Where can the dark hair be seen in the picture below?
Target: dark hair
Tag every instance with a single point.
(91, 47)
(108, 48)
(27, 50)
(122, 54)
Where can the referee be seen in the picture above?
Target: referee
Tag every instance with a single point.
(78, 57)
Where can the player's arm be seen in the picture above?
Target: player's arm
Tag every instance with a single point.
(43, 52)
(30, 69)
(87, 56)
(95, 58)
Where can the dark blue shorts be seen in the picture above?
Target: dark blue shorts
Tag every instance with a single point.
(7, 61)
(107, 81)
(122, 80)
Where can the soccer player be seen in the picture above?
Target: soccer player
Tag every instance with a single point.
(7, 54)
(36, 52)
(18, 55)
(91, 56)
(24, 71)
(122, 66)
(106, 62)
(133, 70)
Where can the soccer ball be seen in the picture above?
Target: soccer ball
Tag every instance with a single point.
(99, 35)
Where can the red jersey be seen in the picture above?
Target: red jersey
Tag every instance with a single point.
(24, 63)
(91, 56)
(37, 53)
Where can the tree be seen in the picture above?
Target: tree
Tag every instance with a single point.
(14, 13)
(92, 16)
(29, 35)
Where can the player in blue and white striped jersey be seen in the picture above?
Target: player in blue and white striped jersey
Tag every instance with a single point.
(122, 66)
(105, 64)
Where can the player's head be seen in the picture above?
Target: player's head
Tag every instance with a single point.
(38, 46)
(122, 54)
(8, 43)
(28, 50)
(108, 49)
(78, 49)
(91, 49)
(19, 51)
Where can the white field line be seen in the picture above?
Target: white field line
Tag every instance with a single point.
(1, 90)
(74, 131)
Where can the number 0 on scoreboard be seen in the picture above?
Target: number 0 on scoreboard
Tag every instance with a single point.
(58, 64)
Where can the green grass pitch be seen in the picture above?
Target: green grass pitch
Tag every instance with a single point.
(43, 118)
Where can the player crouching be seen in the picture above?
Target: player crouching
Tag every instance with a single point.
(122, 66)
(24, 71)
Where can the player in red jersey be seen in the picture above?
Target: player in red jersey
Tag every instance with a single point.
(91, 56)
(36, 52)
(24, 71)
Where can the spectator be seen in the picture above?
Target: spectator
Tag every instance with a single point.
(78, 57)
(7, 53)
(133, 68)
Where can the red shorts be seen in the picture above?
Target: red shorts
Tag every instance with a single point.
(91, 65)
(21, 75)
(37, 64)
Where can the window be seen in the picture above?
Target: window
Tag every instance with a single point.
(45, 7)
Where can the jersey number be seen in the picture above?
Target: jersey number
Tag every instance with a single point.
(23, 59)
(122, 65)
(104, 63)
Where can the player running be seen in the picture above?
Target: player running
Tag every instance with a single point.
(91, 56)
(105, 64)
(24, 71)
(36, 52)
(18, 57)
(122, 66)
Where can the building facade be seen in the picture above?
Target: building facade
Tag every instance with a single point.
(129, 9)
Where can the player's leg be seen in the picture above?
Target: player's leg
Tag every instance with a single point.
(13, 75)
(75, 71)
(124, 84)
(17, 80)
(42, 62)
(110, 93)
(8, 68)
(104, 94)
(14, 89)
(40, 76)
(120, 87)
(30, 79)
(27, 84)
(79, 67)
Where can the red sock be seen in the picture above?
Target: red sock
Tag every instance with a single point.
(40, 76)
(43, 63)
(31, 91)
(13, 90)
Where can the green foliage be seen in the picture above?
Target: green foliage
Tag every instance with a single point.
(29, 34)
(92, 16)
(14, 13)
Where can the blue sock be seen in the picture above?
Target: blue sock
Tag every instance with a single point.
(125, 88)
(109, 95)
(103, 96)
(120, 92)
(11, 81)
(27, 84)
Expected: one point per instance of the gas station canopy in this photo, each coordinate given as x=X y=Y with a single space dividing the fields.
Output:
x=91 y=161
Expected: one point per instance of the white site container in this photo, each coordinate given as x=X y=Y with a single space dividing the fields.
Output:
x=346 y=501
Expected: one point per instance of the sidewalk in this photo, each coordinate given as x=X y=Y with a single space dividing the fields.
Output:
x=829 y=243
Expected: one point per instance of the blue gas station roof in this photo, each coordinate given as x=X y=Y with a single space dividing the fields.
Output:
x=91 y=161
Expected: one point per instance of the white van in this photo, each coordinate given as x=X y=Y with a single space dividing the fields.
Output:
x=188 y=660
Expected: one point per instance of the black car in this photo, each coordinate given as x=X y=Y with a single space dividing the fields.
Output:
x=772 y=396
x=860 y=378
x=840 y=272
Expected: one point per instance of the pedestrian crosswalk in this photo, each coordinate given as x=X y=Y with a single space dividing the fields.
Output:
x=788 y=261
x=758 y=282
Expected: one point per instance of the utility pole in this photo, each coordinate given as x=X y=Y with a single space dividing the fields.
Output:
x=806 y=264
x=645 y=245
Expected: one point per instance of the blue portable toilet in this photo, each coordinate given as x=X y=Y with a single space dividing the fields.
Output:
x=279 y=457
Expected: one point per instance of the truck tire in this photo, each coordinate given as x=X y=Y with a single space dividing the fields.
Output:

Your task: Read the entries above and find each line holding the word "jersey". Copy it out.

Response below:
Where can the red jersey be seen in the picture above?
Target: red jersey
Where can the player in blue and white striped jersey be seen in the picture above?
Target: player in blue and white striped jersey
Where can the player in red jersey be seen in the picture above?
Target: player in red jersey
Where can the jersey number be seen in the picture above?
Target: jersey number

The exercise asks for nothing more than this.